§ Instrucciones a seguir:
¿Cómo seguiría el texto sobre lo aprendido de la pandemia de COVID-19? Escribe la parte que viene después de su último párrafo.

§ Sección del documento:
:::

Paula Daza Narbona
Médico Cirujano especialidad en Pediatría, Universidad de Chile
Directora Ejecutiva Centro de Políticas Públicas e Innovación en Salud, Universidad del Desarrollo
Ex Subsecretaria de Salud Pública
¿Qué haría una persona si tuviera que tomar decisiones que afecten la vida de millones de personas, sin contar con toda la información necesaria? Esa fue la realidad que enfrentamos en marzo de 2020, cuando el COVID-19 irrumpió en nuestras vidas sin aviso, sin manual y con un reloj corriendo en contra.
Cinco años después, la pregunta no es sólo qué hicimos sino qué aprendimos. ¿Estamos hoy mejor preparados para enfrentar una próxima pandemia? ¿Tenemos instituciones más resilientes, políticas públicas más anticipatorias y liderazgos capaces de actuar bajo incertidumbre? La respuesta no es simple pero sí urgente.

:::

§ Extractos de registros:
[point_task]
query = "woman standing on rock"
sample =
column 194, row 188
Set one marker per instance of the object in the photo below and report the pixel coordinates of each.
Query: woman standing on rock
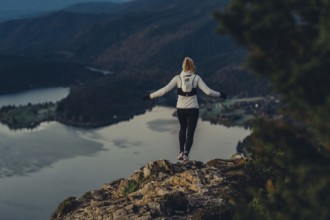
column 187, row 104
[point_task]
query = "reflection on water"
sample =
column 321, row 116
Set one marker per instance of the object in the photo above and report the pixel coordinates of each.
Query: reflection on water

:::

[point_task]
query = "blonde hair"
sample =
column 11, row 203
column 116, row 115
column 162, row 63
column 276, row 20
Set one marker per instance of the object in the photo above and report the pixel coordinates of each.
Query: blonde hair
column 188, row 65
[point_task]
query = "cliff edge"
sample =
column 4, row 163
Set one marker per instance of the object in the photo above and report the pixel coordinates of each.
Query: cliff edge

:::

§ Respuesta del ejercicio:
Los primeros días de la crisis estuvieron marcados por una gran incertidumbre, no sabíamos cuán contagioso era el virus, tampoco si lograríamos una vacuna eficaz. Sin embargo, la acción no podía esperar. Como autoridad sanitaria, debimos tomar decisiones críticas con información incompleta, modelos inciertos y bajo una presión política y social intensa.
Liderar en crisis no es tener todas las respuestas sino avanzar con responsabilidad, comunicar con transparencia y guiarse por la mejor evidencia disponible. La inacción también es una decisión y muchas veces la más costosa.
En medio del caos, la ciencia se transformó en nuestro faro. Cada estudio, cada hallazgo, cada modelo epidemiológico fue una herramienta clave. Chile logró anticiparse y desplegar una estrategia eficaz porque confió en la evidencia científica y en sus instituciones. Pero también porque comprendió que sólo una acción coordinada podía dar resultados.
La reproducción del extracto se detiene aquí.